Items from a data source
########################################

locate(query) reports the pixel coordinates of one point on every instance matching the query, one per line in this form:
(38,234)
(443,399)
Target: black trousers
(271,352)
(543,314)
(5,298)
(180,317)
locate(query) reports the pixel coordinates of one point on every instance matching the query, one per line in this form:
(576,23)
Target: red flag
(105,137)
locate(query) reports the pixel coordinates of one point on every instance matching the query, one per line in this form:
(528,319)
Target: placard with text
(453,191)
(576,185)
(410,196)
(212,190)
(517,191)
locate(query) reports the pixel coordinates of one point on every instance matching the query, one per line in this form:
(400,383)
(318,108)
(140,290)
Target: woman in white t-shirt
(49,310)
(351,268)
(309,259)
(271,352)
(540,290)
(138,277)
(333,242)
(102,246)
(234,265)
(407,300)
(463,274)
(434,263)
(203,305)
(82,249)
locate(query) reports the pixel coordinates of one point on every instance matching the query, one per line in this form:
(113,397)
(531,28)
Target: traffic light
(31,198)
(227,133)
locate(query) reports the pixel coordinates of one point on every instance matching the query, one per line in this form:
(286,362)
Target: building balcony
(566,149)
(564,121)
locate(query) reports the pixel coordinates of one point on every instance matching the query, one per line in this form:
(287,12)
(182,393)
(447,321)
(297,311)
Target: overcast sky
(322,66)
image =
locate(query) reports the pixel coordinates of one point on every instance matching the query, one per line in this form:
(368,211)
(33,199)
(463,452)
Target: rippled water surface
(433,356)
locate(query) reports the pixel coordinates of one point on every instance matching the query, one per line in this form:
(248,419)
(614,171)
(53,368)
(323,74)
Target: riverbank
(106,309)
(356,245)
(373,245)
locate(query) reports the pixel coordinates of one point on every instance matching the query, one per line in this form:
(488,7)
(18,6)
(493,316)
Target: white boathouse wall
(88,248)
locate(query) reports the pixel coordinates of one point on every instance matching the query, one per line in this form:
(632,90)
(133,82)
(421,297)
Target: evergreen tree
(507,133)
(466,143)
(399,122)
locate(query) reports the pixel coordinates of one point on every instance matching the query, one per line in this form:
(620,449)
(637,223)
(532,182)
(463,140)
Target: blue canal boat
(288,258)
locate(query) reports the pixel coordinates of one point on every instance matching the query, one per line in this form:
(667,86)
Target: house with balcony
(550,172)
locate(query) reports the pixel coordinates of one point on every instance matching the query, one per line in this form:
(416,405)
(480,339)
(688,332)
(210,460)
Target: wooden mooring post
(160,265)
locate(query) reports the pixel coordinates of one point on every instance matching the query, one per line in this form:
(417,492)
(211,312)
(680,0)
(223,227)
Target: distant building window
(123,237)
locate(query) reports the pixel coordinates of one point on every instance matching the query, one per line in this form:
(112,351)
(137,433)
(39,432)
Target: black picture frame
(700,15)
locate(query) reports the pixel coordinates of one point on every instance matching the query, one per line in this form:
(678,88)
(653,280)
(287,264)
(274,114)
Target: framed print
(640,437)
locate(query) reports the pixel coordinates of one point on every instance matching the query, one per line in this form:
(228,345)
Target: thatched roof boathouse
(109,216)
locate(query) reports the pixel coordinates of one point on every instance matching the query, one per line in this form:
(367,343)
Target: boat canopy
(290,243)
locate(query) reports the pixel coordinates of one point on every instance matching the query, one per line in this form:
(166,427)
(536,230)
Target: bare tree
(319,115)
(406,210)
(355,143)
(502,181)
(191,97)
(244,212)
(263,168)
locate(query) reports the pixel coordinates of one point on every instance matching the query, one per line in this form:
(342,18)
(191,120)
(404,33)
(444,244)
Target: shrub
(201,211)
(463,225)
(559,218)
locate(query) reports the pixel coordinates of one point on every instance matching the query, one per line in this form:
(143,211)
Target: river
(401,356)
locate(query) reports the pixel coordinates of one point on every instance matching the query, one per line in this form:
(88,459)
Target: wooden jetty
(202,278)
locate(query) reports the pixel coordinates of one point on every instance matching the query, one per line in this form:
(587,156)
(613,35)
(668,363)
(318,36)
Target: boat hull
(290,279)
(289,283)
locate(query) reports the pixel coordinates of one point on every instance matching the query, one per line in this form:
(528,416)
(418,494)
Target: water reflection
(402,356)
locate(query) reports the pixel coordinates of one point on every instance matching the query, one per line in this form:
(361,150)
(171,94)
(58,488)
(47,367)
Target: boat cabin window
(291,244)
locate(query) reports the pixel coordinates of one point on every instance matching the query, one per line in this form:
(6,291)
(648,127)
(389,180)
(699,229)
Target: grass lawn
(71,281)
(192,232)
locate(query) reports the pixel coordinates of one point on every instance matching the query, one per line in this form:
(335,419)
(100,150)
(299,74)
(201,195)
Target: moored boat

########################################

- **What the exercise asks**
Word for word, restate the lines from the one holding "Target: water reflection" to the last line of the records.

- **Answer to the problem**
Target: water reflection
(402,356)
locate(query) reports the pixel coordinates of one point on every instance matching the query, one per line in this form:
(361,150)
(171,94)
(58,488)
(47,367)
Target: boat cabin window
(291,244)
locate(query) reports the pixel coordinates of one point on every instance matching the query, one per line in this form:
(6,291)
(648,127)
(389,180)
(699,229)
Target: grass lawn
(71,281)
(192,232)
locate(query) reports the pixel coordinates of one point on every instance matching the query, one per line in this form:
(335,419)
(100,150)
(299,74)
(201,195)
Target: moored boat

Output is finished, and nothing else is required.